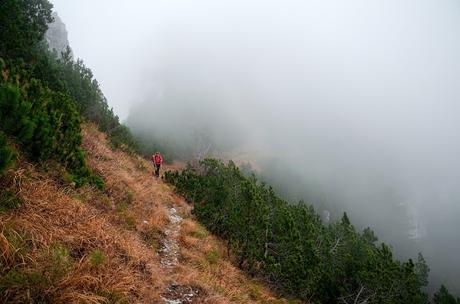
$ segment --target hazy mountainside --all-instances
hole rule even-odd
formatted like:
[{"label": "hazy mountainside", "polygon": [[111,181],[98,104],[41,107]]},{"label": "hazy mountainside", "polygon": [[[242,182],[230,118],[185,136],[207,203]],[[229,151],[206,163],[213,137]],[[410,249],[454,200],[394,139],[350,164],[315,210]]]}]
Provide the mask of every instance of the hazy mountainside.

=======

» THE PROBLEM: Tally every line of the entries that contains the word "mountainside", and respond with that number only.

» RESPONSE TO THE TASK: 3